DOCUMENT EXCERPT start
Burma Campaign, UK shatters military coup myth

The military coup threat myth
A persistent myth that the military in Burma are looking for an excuse to retake direct control of the country is now being used to justify inaction over the ethnic cleansing and possible genocide of the Rohingya.
For some, it is a genuine fear, for others, it is a convenient political excuse for inaction.
While a misplaced fear of a coup is understandable given Burma’s history, it misreads the current political set-up in the country. The political system in Burma now is entirely the creation of the military.
It has been painstakingly designed by them to protect their interests while at the same time relieving the domestic and internal pressure they were under. It has and is working very well for them. To retake direct control would undo more than a decade’s worth of painstaking work to create the system currently in place.
Broadly, there are two main schools of thought on the military coup myth.
One is that the NLD-led government, activists, and the international community must tread
very carefully to avoid provoking the military and prompting a military takeover.
The other is that the military are deliberately creating crises that could be used as a pretext for retaking power. While it is likely that the military have and will continue to look for opportunities to undermine and weaken the NLD-led government, it is extremely unlikely they would want to retake direct control.
DOCUMENT EXCERPT end
SUPPLIED DATA start
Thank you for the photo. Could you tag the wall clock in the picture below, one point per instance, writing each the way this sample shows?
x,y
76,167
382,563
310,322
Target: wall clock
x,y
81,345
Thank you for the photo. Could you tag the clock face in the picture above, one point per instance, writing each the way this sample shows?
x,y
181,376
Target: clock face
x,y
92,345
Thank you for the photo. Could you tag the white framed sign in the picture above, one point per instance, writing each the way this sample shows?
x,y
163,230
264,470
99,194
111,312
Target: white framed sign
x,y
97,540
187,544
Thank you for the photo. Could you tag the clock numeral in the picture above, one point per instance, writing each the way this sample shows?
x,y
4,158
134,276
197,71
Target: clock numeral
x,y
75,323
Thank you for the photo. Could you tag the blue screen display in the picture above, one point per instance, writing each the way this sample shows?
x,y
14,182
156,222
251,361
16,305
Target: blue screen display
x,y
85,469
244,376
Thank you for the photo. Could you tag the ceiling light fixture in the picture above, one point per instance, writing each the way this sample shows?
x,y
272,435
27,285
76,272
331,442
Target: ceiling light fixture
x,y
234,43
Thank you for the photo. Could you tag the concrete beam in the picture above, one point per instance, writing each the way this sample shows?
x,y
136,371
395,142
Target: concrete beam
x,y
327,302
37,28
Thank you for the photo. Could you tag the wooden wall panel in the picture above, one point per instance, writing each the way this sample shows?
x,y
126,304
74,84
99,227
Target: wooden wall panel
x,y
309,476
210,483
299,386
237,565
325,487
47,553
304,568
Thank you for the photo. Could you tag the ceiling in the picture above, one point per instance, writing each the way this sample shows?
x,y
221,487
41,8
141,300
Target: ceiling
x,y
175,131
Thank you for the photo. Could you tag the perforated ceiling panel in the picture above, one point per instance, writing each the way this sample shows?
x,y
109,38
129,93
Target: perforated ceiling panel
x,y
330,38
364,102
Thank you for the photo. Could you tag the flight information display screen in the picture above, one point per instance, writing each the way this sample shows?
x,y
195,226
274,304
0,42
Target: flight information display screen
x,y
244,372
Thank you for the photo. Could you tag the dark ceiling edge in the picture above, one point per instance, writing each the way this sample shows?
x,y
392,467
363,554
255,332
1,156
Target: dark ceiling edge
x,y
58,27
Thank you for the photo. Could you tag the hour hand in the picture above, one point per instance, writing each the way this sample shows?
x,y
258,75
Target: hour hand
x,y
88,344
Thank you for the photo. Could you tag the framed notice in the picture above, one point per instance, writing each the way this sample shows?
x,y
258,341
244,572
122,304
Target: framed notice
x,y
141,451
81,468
SUPPLIED DATA end
> [TASKS]:
[1] Answer these questions about the text on the Burma military coup myth.
(a) Who does the text say created the political system now in place in Burma?
(b) What does the text say the myth is now being used to justify?
(c) How many main schools of thought on the myth does the text describe?
[2] Pick up the text on the Burma military coup myth after its last sentence and continue it with a few more paragraphs.

> [OUTPUTS]:
[1]
(a) The military.
(b) Inaction over the ethnic cleansing and possible genocide of the Rohingya.
(c) Two.

[2]
It would not be in their own interests to do so.
Understanding the military is critical. Past characterisations of them being crazy and superstitious have now been exposed for how wrong they were. In various forms, the military ran Burma for more than 50 years, far longer than most regimes last. There have been some bumpy transitions of leadership during this time, and the odd purge, but overall, despite personal rivalries, they have stayed disciplined and united. Their effectiveness and ruthlessness in dealing with opponents in Burma as well as within their own ranks helped ensure their longevity in power.
When a combination of domestic and international pressure finally did force the military to accept reforms would need to happen, they did so slowly, at their own pace, and on their own terms. They did not negotiate with anybody. They brought in a new constitution which would guarantee that they still controlled the key levers of power in the country, would have the legal power to retake control, and could veto any attempts at further reform which might threaten their power and interests.
They kept control of Defence, Home Affairs and Border Affairs ministries. This means the military are independent of the NLD-led government. They set their own budget and can decide their own actions, including military offensives in ethnic states. Control over home affairs gives them control of police, prisons and other security services. It also includes the general administration department, giving them control over large parts of the civil service.
The military has guaranteed places at every level of government, from 25 percent of seats in Parliament, to government ministries, to seats on the highest body in the land, the National Defence and Security Council. The military also continues to have very significant business interests.
The November 2015 election was the culmination of their careful transition plan to a new political system in Burma, which they see as essential
to their survival. The constitution was designed knowing an NLD election landslide was likely. Hence the guaranteed seats in parliament, the high bar for changing the 2008 Constitution, and military appointed ministers.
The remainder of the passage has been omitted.